Update the records that begin at the line containing "hill productions logo?" and stop after the line containing "[[[104,541],[23,543],[15,681],[66,680],[110,559],[112,544]]]", replacing "pocket square" with "handkerchief" and leaving everything else unchanged. Return only those lines.

━━━ Material provided ━━━

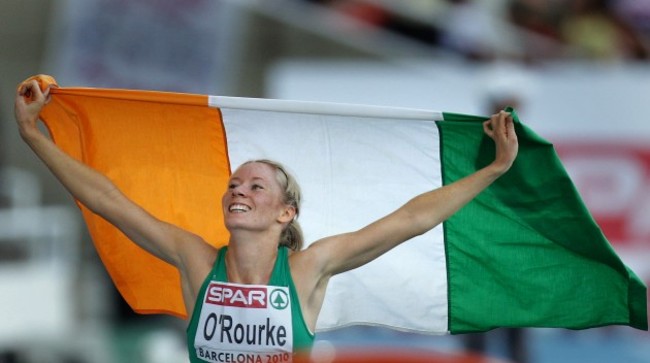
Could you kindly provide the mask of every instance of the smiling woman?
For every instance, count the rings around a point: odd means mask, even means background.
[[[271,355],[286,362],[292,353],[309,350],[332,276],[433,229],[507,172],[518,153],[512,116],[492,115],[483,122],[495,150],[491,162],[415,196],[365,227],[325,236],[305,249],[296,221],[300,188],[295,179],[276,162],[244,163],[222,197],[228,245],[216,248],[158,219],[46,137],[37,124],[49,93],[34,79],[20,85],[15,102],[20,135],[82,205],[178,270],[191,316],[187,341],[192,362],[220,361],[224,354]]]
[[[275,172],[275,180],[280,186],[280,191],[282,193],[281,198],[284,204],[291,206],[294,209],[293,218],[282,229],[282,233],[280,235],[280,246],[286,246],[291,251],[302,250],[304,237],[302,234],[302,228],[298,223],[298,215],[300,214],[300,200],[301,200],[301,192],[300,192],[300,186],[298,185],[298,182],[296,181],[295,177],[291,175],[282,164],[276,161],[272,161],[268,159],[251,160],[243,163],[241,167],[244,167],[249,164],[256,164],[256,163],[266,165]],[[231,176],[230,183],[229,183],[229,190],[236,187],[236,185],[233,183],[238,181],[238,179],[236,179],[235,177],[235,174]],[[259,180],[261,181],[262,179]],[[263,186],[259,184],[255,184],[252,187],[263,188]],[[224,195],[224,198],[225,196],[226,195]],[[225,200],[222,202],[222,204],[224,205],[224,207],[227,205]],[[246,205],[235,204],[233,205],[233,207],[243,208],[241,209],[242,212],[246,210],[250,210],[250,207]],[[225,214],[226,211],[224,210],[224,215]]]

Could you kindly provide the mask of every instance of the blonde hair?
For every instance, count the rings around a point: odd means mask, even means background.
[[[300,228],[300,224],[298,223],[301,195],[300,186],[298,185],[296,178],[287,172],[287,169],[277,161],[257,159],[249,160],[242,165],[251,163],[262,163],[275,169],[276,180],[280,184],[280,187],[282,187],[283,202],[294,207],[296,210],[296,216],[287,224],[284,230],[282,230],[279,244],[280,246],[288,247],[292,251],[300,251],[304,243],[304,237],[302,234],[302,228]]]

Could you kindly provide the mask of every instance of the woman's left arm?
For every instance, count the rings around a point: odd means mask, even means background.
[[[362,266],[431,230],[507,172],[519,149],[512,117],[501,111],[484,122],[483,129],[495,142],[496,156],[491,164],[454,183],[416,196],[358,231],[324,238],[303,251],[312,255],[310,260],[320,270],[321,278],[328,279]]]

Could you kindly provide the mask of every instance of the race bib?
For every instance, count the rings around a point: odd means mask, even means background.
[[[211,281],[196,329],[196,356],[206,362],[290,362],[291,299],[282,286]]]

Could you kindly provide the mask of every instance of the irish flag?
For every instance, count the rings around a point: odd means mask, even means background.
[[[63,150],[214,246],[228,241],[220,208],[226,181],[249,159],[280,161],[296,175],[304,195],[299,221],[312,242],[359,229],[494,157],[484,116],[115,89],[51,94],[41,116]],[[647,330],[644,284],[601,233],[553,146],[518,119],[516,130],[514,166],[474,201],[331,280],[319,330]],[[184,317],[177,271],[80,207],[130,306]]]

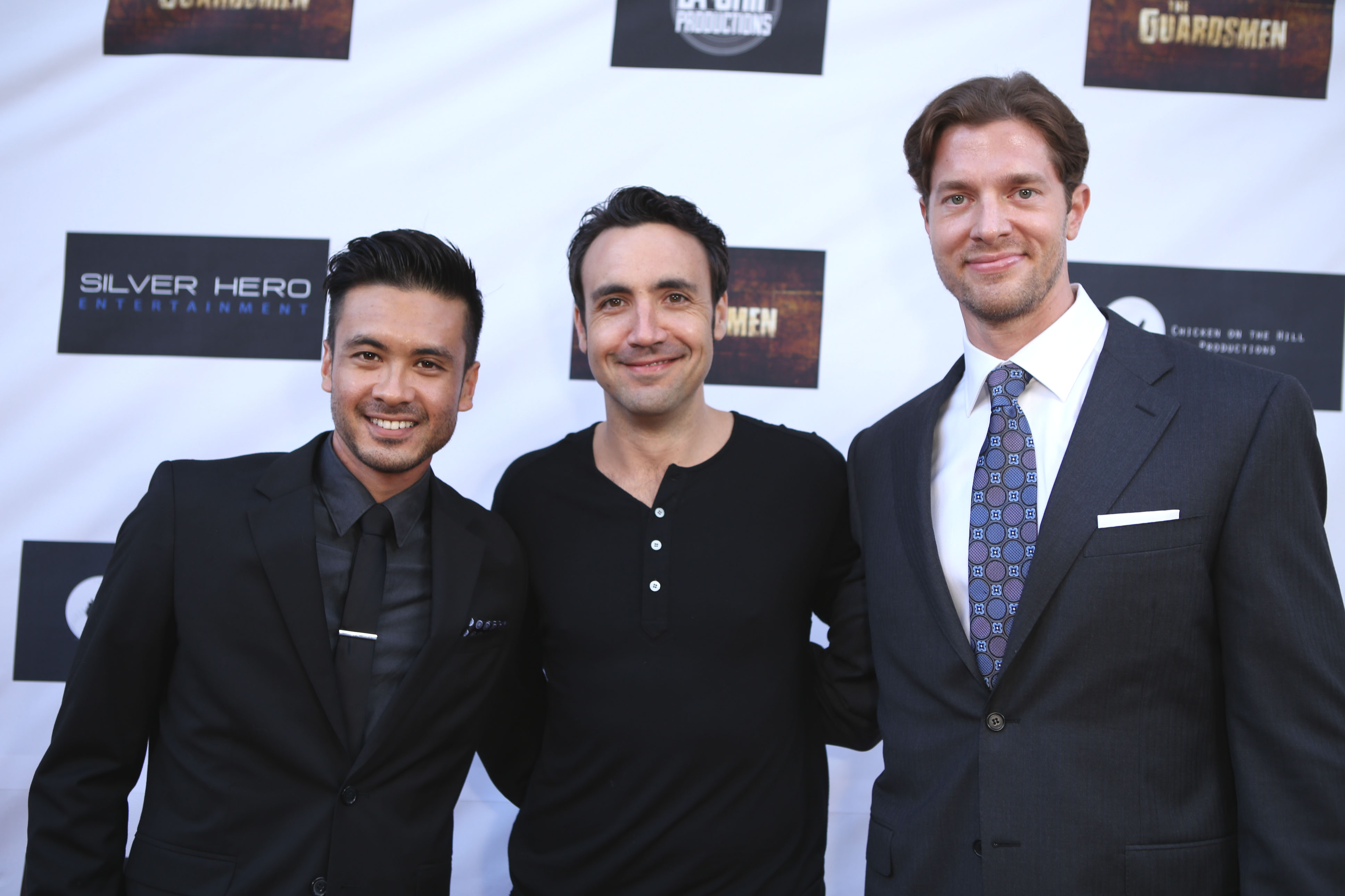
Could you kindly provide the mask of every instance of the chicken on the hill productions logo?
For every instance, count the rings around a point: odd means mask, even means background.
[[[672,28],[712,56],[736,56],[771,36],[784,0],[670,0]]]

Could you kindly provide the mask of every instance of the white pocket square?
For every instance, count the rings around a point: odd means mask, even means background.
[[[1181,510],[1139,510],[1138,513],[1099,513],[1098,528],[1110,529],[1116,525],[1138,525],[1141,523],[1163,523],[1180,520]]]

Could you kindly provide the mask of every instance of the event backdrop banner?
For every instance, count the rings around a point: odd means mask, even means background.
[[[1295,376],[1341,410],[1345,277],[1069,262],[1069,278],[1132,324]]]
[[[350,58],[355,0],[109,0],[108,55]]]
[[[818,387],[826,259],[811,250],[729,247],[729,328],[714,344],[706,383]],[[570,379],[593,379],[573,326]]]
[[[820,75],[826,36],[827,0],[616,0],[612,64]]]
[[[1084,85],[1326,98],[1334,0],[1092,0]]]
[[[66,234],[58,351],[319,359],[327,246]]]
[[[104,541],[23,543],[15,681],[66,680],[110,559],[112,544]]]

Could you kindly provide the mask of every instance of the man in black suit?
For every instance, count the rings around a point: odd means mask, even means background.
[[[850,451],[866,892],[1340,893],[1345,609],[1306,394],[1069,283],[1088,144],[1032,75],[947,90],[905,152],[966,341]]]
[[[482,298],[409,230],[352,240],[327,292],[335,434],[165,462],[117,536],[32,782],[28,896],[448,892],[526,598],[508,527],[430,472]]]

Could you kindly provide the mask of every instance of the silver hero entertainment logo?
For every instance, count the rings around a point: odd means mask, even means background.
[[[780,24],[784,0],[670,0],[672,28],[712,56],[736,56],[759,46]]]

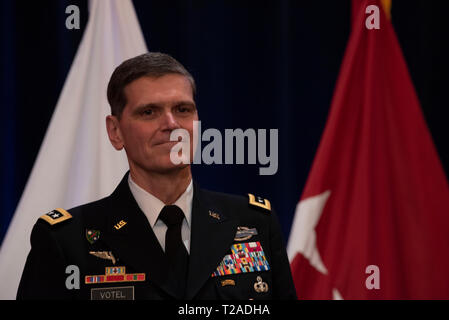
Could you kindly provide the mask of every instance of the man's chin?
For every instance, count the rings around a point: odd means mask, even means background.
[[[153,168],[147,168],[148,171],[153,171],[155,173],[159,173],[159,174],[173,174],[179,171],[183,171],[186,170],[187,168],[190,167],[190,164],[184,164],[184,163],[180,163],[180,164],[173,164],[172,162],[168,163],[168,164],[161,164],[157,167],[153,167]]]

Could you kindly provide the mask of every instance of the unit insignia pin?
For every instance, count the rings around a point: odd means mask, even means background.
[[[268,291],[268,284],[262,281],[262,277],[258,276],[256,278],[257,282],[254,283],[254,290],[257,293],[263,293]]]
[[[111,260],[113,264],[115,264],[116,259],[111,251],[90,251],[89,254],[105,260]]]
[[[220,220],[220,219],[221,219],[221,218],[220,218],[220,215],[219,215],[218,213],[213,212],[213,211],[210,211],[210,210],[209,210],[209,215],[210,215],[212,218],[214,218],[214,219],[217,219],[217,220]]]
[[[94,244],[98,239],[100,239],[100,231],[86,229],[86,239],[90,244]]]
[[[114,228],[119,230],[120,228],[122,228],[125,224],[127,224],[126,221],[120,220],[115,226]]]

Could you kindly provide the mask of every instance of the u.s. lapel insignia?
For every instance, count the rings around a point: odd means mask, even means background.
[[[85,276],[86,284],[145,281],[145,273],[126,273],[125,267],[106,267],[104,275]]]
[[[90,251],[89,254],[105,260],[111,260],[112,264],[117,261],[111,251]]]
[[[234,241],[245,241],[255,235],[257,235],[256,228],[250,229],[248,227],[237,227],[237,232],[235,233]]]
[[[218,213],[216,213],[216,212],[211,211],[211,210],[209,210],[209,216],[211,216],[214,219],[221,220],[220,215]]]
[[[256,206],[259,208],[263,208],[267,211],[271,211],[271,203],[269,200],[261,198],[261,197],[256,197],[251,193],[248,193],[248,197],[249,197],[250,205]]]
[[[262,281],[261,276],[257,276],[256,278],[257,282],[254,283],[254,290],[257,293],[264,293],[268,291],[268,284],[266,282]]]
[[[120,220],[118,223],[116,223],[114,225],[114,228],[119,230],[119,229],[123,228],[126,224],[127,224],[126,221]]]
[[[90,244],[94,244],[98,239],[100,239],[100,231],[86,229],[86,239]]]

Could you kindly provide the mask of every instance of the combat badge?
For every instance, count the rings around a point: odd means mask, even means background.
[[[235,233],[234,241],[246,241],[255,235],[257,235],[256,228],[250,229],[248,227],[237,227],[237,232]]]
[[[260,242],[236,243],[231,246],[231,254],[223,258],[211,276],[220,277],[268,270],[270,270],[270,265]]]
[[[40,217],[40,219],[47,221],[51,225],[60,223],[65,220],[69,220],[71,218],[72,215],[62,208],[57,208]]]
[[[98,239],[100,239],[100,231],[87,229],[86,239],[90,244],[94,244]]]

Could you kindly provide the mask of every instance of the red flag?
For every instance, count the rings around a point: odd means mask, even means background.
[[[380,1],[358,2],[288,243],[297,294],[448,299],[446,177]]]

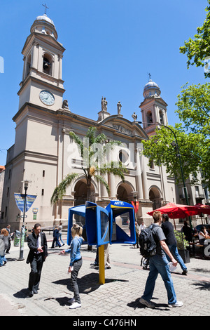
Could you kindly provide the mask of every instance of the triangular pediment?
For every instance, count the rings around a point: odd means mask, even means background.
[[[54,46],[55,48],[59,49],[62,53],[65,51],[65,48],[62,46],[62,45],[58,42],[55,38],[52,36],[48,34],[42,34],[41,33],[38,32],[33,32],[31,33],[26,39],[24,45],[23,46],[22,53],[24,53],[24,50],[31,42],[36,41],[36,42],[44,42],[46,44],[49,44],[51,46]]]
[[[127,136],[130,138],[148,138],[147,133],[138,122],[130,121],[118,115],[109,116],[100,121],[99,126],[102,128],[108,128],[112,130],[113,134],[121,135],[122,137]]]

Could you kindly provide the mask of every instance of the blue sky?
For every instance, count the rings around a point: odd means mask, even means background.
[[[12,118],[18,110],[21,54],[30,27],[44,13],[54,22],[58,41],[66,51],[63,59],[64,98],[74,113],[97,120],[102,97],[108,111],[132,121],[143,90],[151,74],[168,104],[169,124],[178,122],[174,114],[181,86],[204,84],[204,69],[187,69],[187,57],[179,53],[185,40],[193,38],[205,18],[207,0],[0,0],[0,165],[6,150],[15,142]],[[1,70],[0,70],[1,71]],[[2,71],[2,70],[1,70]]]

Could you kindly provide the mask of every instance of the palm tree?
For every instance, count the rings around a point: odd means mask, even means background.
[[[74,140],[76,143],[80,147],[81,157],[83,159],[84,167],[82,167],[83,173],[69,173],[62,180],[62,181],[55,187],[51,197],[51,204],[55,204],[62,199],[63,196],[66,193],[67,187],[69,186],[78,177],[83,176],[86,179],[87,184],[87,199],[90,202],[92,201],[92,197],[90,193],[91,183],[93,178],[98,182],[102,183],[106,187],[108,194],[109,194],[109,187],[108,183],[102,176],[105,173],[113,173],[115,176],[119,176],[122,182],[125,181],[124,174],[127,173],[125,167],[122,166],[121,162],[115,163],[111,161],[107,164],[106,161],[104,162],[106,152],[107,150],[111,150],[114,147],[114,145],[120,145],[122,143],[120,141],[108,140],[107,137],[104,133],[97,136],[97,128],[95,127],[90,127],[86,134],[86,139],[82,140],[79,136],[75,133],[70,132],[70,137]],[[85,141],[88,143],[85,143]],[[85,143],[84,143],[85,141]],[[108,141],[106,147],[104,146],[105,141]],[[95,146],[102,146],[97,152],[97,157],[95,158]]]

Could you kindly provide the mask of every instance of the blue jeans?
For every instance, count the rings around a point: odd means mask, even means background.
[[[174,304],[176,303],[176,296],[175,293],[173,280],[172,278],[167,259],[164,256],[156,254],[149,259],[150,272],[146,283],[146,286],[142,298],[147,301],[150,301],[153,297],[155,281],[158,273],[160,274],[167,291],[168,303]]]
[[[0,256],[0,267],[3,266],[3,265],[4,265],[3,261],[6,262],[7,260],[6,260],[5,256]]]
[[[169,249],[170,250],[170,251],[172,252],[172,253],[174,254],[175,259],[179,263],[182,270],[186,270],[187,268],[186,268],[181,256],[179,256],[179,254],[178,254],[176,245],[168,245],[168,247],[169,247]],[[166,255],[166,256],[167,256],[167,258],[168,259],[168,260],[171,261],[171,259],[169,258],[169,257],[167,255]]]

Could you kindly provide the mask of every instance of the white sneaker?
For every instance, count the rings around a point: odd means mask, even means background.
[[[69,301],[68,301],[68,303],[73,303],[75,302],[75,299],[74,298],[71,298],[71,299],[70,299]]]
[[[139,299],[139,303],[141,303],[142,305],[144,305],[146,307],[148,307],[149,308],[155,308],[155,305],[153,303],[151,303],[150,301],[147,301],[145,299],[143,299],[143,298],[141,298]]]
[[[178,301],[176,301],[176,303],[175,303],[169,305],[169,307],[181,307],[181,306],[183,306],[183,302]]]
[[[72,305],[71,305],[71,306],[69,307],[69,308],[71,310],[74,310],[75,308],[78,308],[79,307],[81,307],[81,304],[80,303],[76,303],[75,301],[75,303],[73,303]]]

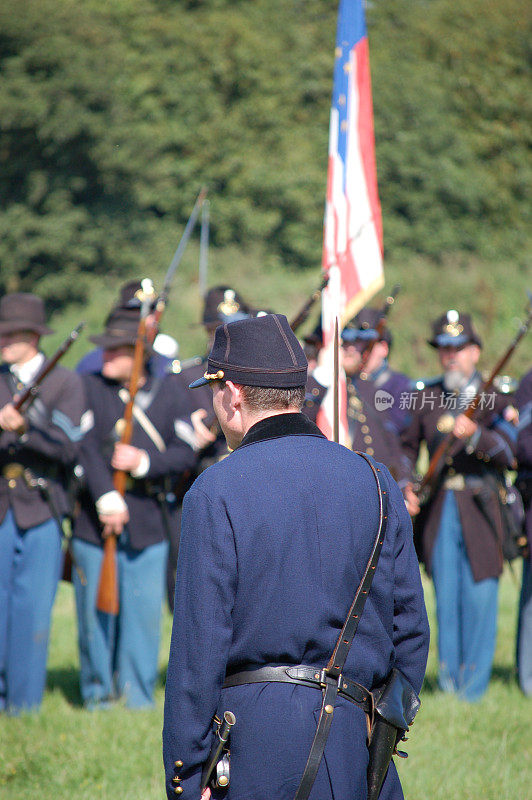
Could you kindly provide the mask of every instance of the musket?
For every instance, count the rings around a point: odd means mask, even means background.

━━━

● **Final result**
Could you kindly provide the mask of every instance of the chicken on the hill productions logo?
For every instance, count the rings around a point: odd means mask, even means background.
[[[672,28],[712,56],[736,56],[771,36],[784,0],[670,0]]]

Could you kindly provide the mask of every instance of the white handkerchief?
For every instance, count the rings around a point: odd means mask, even means background.
[[[1181,510],[1139,510],[1138,513],[1099,513],[1098,528],[1110,529],[1116,525],[1138,525],[1141,523],[1163,523],[1180,520]]]

Could you kindly provide the mask of every instance of the event backdrop banner?
For every instance, count the rings around a point: odd means mask, even means background.
[[[1295,376],[1341,410],[1345,277],[1069,262],[1069,278],[1132,324]]]
[[[350,58],[355,0],[109,0],[108,55]]]
[[[818,387],[826,259],[811,250],[729,247],[729,328],[714,344],[706,383]],[[570,379],[593,379],[573,326]]]
[[[820,75],[826,36],[827,0],[616,0],[612,64]]]
[[[1084,85],[1326,98],[1334,0],[1092,0]]]
[[[66,234],[58,351],[319,359],[327,246]]]
[[[104,541],[23,543],[15,681],[66,680],[110,559],[112,544]]]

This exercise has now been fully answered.